**Arbeitsaufträge:**
1: Beantworte zum Textauszug kurz diese Fragen:
(a) Von wem stammt die ARTE-Serie?
(b) Als was ist die Serie inszeniert?
(c) Von wem wurde Karpow entthront?
2: Fasse den Textauszug in zwei Sätzen zusammen.

**Textauszug:**
————————

Eine Serie, wie ein großes Match. Ein Mensch gegen eine Maschine. Inszeniert als Psychothriller und wahres Gemetzel. Diese ARTE-Serie von Yan England könnte vermutlich das großartigste Fernsehen sein, welches Sie in diesem Jahr noch sehen werden.
Von Schach verstehe ich nicht wirklich etwas. Ich kenne gerade einmal die Regeln und denke vielleicht zwei Züge im Voraus. Mit anderen Worten: Jedes nur etwas talentierte Kind könnte mich vermutlich schlagen. Und doch liebe ich das Spiel. Für das, was es ist. Denn seine Faszination liegt für mich in den Menschen, die es wirklich beherrschen.
Bobby Fischer war der erste Weltmeister meiner Kindheit, an dessen Spiele im Fernsehen ich mich noch erinnern kann. Abgelöst wurde er von Anatoli Jewgenjewitsch Karpow, der wiederum von Garri Kimowitsch Kasparow entthront wurde. Und dann kam Deep Blue.

————————

**Einträge:**
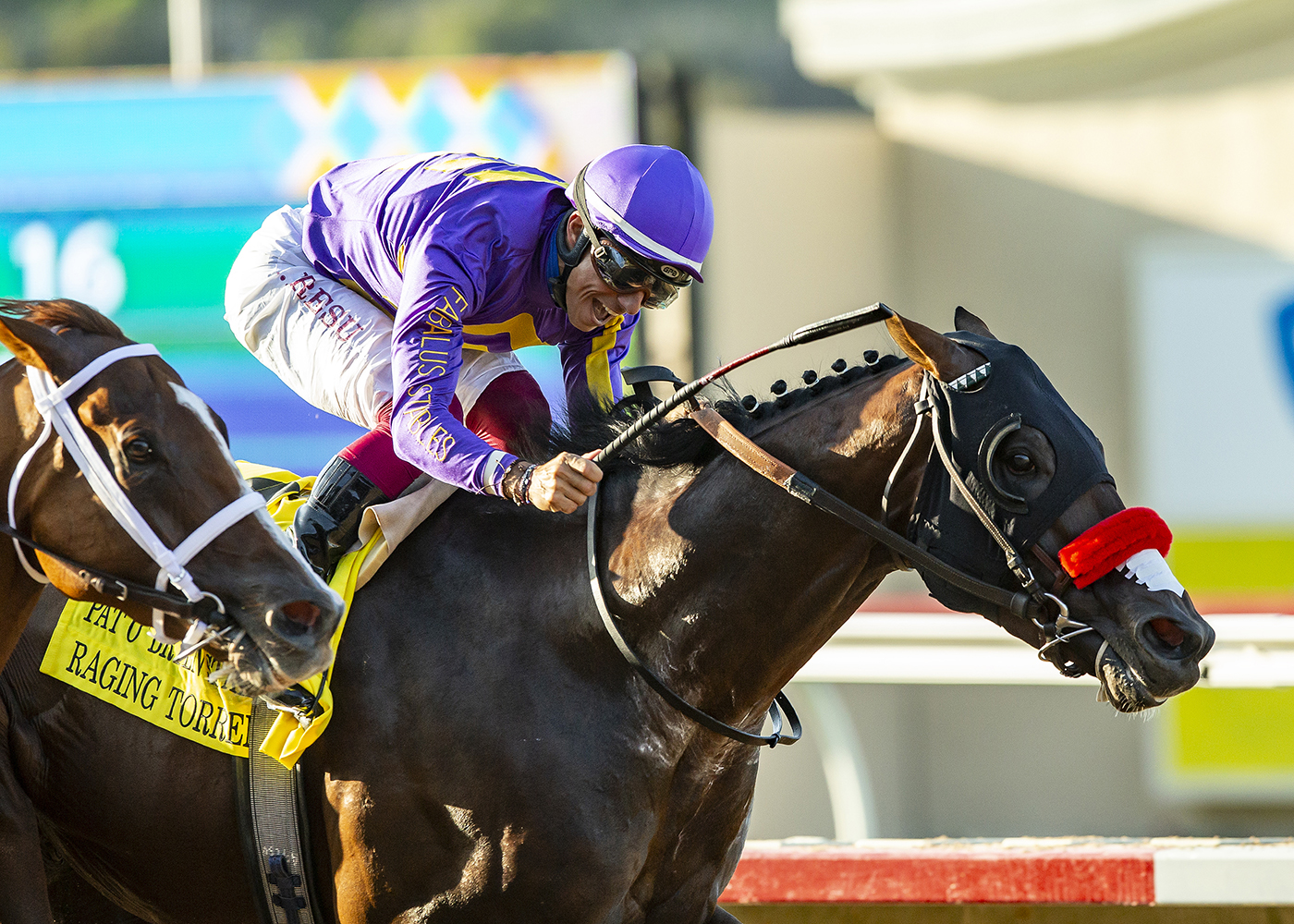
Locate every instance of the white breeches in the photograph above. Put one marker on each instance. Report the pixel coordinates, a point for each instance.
(330, 345)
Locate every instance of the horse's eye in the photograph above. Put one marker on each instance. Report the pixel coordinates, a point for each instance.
(1019, 464)
(139, 449)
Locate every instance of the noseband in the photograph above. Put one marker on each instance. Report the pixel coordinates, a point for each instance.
(1029, 607)
(193, 603)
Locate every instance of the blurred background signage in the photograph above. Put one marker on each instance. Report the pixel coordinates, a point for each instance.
(1104, 181)
(135, 194)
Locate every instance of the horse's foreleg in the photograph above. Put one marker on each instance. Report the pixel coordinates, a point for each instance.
(22, 872)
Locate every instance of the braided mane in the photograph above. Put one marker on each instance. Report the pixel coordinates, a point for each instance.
(681, 443)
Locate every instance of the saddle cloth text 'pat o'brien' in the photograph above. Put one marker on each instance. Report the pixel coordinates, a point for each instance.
(106, 653)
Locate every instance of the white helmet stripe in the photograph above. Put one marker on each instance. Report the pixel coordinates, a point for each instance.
(634, 235)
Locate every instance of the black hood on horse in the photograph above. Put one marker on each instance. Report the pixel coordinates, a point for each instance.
(974, 413)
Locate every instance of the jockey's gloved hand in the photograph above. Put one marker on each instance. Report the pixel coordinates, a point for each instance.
(562, 484)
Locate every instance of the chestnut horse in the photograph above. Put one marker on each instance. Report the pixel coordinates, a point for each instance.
(168, 453)
(492, 758)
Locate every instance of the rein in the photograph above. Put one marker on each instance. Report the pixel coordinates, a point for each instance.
(1025, 604)
(191, 603)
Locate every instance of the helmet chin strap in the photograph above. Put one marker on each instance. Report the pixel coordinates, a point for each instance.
(568, 258)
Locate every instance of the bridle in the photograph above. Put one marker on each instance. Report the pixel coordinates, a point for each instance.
(191, 603)
(1029, 606)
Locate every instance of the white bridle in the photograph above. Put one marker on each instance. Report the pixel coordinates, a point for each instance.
(51, 401)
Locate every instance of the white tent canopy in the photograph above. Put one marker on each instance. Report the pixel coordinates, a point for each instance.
(1025, 49)
(1177, 107)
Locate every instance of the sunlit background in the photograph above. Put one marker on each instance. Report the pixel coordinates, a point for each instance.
(1104, 181)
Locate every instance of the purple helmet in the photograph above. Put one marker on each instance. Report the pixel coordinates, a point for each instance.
(653, 202)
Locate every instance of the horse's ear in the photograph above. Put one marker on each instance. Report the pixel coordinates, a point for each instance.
(36, 346)
(970, 323)
(945, 359)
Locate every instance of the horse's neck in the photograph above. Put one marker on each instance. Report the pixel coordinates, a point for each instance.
(728, 582)
(17, 590)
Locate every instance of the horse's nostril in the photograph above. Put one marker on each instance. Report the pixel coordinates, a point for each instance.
(1168, 632)
(301, 613)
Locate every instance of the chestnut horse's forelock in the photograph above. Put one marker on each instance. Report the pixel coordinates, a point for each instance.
(64, 313)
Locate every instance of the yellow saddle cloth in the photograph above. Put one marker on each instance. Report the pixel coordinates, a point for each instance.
(106, 653)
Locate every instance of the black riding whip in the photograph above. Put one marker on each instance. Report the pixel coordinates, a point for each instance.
(808, 334)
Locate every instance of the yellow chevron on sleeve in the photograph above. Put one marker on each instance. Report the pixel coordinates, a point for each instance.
(457, 164)
(487, 175)
(597, 365)
(520, 332)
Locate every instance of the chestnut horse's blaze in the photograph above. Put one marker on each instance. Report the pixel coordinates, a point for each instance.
(492, 756)
(135, 451)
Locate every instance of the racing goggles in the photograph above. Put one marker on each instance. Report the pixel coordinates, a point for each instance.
(624, 274)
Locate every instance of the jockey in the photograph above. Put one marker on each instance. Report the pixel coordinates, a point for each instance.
(397, 297)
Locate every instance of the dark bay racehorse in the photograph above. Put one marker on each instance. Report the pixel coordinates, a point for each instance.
(492, 756)
(168, 453)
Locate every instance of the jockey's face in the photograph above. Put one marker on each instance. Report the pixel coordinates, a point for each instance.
(591, 302)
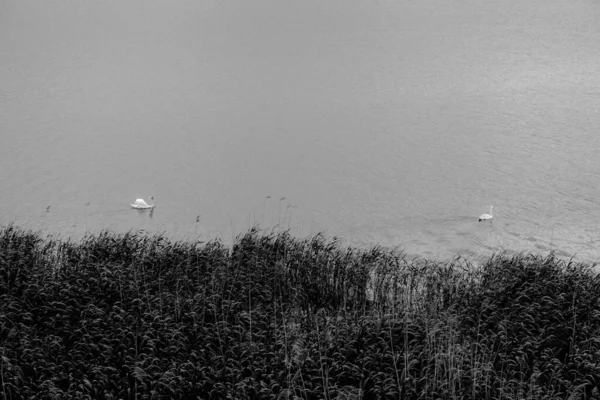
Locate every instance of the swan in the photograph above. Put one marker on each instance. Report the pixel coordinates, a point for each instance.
(487, 216)
(141, 204)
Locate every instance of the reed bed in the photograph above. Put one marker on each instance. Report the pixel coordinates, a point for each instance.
(275, 317)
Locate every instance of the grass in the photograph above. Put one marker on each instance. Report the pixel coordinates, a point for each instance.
(275, 317)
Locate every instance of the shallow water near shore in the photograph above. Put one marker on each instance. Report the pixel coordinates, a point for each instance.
(392, 123)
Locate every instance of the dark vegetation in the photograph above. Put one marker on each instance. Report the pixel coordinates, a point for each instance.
(274, 317)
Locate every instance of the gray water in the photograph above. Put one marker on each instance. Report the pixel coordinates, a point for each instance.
(382, 122)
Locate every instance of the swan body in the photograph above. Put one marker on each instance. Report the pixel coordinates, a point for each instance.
(483, 217)
(141, 204)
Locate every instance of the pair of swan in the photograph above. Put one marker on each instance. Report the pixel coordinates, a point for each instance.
(141, 204)
(483, 217)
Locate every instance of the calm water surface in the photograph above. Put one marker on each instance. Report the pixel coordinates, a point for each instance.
(382, 122)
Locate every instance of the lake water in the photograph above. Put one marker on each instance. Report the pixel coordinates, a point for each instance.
(381, 122)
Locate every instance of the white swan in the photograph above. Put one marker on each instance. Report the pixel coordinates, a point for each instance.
(141, 204)
(487, 216)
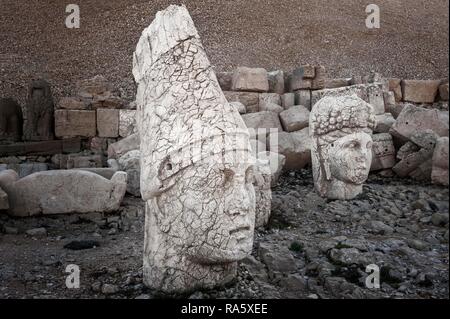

————————

**Die Ergebnisse:**
1:
(a) Von Yan England.
(b) Als Psychothriller und wahres Gemetzel.
(c) Von Garri Kimowitsch Kasparow.

2: Eine ARTE-Serie von Yan England inszeniert ein Match zwischen Mensch und Maschine als Psychothriller und könnte das großartigste Fernsehen des Jahres sein. Die schreibende Person versteht kaum etwas von Schach, liebt das Spiel aber wegen der Menschen, die es beherrschen, und erinnert sich an die Weltmeister Fischer, Karpow und Kasparow, bevor Deep Blue kam.